*** LISTED ENTRIES
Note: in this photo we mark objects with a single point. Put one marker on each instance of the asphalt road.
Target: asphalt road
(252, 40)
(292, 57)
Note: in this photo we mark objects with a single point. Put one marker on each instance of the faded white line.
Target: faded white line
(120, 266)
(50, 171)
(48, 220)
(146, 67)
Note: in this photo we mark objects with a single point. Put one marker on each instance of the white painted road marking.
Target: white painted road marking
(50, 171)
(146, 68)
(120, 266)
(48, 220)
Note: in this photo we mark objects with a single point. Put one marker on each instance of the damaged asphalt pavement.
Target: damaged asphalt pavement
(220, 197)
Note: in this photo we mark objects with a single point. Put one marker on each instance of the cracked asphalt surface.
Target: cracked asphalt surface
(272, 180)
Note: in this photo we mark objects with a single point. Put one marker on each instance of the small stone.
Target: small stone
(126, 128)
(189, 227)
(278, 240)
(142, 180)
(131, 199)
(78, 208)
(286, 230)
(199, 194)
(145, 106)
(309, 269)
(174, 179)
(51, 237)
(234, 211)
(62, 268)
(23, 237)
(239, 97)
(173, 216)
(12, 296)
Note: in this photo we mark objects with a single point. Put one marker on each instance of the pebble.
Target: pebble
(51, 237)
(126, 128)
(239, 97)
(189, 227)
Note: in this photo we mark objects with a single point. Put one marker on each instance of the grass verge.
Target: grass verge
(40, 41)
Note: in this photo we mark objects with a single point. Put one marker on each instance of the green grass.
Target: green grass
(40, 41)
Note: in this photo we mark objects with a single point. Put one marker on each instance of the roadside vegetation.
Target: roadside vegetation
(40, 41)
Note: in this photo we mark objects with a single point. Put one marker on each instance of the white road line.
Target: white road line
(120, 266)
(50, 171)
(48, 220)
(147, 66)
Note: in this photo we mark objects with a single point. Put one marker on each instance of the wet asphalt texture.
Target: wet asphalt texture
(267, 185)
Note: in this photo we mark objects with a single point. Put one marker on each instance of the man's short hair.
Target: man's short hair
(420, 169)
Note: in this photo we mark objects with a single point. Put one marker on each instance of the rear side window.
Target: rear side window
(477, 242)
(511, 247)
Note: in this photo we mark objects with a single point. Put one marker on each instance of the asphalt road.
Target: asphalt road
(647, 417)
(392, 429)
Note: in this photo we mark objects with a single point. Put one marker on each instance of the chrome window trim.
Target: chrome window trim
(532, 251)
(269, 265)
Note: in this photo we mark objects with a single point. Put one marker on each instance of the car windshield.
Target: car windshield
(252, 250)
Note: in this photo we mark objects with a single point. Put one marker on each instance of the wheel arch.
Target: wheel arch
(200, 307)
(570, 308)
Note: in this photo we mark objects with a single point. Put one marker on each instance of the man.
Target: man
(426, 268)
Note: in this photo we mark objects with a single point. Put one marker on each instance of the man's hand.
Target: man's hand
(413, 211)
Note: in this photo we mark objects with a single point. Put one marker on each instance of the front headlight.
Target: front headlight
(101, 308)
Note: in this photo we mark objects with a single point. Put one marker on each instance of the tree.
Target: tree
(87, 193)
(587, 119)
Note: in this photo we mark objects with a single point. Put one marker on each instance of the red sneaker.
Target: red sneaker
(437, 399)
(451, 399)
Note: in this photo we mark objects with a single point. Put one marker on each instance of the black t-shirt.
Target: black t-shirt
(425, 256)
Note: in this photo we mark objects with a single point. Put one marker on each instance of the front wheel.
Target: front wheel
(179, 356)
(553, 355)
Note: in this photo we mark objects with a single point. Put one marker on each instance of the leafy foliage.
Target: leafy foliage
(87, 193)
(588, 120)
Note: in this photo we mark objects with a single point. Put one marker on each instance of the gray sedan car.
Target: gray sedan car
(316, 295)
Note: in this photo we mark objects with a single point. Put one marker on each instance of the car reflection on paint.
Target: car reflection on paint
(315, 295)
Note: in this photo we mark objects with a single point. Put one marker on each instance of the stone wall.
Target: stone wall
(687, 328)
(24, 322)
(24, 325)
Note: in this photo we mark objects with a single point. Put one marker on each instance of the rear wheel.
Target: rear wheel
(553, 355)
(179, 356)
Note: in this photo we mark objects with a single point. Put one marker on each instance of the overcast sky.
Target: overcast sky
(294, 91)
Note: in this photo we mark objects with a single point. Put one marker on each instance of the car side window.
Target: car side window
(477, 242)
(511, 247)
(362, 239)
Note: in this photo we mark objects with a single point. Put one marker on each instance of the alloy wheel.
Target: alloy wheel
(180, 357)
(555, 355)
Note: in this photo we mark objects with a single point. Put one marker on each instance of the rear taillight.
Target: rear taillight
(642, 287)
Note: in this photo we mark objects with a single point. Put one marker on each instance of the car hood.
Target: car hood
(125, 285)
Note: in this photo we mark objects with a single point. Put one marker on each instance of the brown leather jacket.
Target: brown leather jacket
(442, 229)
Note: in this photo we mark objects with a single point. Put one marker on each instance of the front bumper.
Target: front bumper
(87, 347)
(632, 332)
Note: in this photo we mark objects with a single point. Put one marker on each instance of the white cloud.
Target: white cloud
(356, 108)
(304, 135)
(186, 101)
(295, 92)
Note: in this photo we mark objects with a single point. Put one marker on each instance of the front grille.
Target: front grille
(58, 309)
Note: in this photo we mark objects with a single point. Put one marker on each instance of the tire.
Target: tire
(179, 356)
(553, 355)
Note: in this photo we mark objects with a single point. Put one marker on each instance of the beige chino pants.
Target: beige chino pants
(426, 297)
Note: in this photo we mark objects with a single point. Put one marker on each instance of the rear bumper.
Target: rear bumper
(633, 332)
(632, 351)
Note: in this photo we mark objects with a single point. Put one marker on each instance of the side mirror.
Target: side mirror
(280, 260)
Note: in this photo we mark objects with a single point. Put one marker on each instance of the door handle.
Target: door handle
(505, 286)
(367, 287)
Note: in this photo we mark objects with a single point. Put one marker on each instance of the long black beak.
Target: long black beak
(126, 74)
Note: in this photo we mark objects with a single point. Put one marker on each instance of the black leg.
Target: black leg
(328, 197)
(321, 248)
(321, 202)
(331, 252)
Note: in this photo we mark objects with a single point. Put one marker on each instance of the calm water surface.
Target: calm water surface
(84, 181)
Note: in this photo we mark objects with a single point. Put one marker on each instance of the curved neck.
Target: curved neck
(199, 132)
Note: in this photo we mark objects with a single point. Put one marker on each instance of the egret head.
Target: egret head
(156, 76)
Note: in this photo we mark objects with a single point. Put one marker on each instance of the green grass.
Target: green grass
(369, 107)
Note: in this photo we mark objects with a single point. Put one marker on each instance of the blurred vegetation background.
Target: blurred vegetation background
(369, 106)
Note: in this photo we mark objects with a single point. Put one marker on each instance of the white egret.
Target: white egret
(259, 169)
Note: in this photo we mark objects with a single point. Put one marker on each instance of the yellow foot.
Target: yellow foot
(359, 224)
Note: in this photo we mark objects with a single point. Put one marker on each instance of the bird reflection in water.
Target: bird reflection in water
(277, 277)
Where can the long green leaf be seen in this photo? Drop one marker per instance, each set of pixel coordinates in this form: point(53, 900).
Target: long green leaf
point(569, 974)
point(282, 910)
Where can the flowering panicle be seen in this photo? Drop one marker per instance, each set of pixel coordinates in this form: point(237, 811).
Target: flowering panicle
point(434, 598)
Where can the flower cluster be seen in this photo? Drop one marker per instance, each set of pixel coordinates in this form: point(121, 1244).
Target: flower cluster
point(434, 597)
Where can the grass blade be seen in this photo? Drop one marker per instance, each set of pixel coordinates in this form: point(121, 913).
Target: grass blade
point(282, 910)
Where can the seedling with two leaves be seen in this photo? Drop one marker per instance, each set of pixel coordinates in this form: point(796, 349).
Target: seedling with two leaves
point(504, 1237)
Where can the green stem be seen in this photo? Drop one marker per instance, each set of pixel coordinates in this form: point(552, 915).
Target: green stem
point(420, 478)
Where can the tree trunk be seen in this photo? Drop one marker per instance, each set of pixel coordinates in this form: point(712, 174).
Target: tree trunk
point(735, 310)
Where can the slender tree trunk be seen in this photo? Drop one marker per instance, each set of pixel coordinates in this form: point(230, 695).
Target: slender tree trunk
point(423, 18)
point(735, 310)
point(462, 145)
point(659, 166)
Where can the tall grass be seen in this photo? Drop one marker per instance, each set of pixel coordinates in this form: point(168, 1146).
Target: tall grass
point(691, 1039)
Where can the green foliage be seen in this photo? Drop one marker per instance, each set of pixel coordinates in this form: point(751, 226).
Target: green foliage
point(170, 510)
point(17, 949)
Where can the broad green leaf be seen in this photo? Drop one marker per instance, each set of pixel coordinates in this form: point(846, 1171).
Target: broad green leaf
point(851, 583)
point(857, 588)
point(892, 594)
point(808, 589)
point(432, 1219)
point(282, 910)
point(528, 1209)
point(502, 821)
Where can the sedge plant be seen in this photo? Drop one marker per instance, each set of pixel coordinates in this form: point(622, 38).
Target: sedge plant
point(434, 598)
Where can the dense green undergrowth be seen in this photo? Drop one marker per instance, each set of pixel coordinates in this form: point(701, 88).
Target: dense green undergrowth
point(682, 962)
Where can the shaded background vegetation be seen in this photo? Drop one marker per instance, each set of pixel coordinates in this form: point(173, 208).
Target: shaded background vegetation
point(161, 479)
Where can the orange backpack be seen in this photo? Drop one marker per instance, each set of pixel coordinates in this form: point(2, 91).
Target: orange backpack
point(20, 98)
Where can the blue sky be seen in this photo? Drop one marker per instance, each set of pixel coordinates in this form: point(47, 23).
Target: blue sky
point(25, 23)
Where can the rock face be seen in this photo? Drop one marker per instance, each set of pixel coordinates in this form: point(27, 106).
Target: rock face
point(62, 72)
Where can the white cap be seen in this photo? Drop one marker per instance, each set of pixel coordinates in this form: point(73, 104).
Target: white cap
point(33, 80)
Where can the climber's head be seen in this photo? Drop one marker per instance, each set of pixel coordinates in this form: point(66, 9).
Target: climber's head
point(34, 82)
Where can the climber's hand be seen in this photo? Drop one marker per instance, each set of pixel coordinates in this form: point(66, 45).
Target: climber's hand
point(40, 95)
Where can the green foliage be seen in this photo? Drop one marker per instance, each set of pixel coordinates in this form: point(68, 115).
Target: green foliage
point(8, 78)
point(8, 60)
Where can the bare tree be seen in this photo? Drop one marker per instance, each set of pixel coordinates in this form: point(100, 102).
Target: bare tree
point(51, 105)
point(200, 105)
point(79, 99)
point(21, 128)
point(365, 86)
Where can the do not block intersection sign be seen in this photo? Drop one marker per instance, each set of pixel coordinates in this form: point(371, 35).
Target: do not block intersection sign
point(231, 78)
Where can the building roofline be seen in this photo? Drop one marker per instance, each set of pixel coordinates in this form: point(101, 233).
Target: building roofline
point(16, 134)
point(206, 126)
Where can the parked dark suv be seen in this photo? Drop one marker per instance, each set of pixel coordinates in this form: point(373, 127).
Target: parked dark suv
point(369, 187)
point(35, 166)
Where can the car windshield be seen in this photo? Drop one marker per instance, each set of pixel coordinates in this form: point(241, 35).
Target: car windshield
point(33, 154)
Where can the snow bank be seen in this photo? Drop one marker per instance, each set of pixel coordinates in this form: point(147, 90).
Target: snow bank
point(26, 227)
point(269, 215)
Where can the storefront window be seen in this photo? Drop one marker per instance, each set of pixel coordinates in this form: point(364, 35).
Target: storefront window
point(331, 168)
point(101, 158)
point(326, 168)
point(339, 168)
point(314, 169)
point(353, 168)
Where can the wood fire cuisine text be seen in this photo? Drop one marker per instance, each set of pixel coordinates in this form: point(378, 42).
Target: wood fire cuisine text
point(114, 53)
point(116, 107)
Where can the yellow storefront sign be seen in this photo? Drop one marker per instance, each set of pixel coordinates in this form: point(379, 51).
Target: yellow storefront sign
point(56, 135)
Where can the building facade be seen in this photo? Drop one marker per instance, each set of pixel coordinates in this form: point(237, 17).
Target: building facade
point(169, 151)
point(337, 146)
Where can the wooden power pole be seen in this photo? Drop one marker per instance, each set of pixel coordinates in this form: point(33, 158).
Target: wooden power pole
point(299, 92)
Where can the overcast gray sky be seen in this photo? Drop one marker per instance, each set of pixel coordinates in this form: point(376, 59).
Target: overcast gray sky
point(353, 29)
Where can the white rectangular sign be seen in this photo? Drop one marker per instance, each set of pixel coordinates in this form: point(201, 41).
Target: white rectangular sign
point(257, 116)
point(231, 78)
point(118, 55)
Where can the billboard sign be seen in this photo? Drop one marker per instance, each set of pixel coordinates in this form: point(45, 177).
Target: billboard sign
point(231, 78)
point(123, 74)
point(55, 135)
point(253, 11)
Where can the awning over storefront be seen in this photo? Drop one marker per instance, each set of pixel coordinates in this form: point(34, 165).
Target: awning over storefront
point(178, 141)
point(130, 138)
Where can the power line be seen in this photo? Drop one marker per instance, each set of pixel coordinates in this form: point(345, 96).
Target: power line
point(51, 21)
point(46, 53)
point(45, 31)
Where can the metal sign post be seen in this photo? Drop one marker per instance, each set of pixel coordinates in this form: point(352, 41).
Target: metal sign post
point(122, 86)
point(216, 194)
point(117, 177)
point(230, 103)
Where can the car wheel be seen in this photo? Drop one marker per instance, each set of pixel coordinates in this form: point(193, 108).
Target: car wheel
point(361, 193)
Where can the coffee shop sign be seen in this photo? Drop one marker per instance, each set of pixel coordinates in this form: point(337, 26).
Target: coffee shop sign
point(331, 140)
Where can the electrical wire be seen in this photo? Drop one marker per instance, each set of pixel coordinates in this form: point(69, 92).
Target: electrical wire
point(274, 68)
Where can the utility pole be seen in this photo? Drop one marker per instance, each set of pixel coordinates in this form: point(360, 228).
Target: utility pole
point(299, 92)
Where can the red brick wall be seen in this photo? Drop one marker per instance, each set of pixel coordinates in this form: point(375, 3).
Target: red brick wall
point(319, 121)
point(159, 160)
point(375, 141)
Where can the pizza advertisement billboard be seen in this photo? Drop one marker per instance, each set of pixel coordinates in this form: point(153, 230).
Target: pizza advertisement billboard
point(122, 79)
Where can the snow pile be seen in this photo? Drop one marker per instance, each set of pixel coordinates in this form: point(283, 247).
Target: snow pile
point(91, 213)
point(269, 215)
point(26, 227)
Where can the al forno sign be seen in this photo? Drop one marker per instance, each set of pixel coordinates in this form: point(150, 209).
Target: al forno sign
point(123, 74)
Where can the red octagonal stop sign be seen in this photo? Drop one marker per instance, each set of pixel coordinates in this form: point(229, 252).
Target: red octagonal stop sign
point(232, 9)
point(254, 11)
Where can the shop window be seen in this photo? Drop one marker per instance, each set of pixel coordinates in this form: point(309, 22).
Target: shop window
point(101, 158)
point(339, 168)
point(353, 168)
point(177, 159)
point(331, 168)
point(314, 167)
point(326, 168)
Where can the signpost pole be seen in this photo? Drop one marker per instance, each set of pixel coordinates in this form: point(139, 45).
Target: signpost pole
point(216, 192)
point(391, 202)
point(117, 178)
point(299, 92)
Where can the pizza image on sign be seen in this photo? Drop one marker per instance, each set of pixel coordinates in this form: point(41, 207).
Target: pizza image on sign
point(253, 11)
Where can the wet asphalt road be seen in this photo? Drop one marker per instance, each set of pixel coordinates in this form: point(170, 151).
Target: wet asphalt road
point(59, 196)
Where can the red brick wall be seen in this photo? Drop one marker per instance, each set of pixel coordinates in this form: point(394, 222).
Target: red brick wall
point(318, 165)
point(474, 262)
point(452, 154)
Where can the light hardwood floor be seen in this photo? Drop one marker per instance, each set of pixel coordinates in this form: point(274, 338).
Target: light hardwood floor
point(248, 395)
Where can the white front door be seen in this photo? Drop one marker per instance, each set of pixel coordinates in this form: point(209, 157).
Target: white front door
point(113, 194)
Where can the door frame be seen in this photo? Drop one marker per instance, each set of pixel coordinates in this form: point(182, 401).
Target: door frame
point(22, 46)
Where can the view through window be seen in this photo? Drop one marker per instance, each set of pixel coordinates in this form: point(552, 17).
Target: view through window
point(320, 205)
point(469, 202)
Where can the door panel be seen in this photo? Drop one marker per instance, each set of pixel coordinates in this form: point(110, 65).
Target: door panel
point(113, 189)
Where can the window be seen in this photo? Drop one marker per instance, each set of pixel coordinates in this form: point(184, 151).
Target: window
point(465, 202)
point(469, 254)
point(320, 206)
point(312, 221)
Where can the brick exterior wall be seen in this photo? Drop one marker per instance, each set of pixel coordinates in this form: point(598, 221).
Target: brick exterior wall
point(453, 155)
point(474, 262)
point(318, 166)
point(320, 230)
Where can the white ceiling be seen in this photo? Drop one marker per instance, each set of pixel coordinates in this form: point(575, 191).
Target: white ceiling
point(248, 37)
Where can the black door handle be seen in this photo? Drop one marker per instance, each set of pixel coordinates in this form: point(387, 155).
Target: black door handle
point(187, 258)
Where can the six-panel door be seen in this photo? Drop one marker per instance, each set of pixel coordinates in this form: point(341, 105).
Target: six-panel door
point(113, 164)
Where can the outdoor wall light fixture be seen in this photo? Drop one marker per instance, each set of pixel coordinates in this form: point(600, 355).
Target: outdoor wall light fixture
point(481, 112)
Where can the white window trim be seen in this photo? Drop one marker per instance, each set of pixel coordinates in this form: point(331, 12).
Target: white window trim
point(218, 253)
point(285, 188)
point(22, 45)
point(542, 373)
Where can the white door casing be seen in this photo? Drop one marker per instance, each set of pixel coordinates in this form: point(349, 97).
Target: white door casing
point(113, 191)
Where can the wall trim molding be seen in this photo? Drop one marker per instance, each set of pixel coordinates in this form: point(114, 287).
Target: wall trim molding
******
→ **BRIEF**
Please rewrite the stretch of the records from the line containing "Where can the tall" through the line containing "point(33, 80)" as a JSON list of strings, one string per line, leaving out any blank lines.

→ **COMPLETE ANSWER**
[
  "Where can the tall grass be seen in this photo? Drop one marker per instance, each set of pixel coordinates in this form: point(168, 1146).",
  "Target: tall grass",
  "point(691, 1039)",
  "Where can the green foliage be seen in this photo? Drop one marker per instance, each set of pixel coordinates in this form: point(751, 226).",
  "Target: green foliage",
  "point(170, 510)",
  "point(17, 949)",
  "Where can the broad green leaf be seen in this photo? Drop one marker per instance, each set of pixel coordinates in this form: point(846, 1171).",
  "Target: broad green leaf",
  "point(851, 583)",
  "point(857, 588)",
  "point(892, 594)",
  "point(808, 589)",
  "point(432, 1219)",
  "point(282, 910)",
  "point(528, 1209)",
  "point(502, 821)",
  "Where can the sedge plant be seen in this photo? Drop one marker per instance, each set of pixel coordinates in this form: point(622, 38).",
  "Target: sedge plant",
  "point(434, 598)",
  "Where can the dense green undergrowth be seen in this photo? Drop one marker per instance, each set of pixel coordinates in this form: point(701, 88).",
  "Target: dense green undergrowth",
  "point(682, 962)",
  "Where can the shaded background vegetation be seen in this photo? Drop one marker per instance, each set of pixel coordinates in this form: point(173, 208).",
  "Target: shaded background vegetation",
  "point(161, 479)",
  "Where can the orange backpack be seen in this photo? Drop one marker per instance, each set of pixel coordinates in this form: point(2, 91).",
  "Target: orange backpack",
  "point(20, 98)",
  "Where can the blue sky be seen in this photo? Drop one marker per instance, each set of pixel coordinates in this form: point(47, 23).",
  "Target: blue sky",
  "point(25, 23)",
  "Where can the rock face be seen in this photo? Drop one marker per instance, each set of pixel coordinates in this form: point(27, 106).",
  "Target: rock face",
  "point(62, 72)",
  "Where can the white cap be seen in this photo? Drop one marker per instance, each set of pixel coordinates in this form: point(73, 104).",
  "Target: white cap",
  "point(33, 80)"
]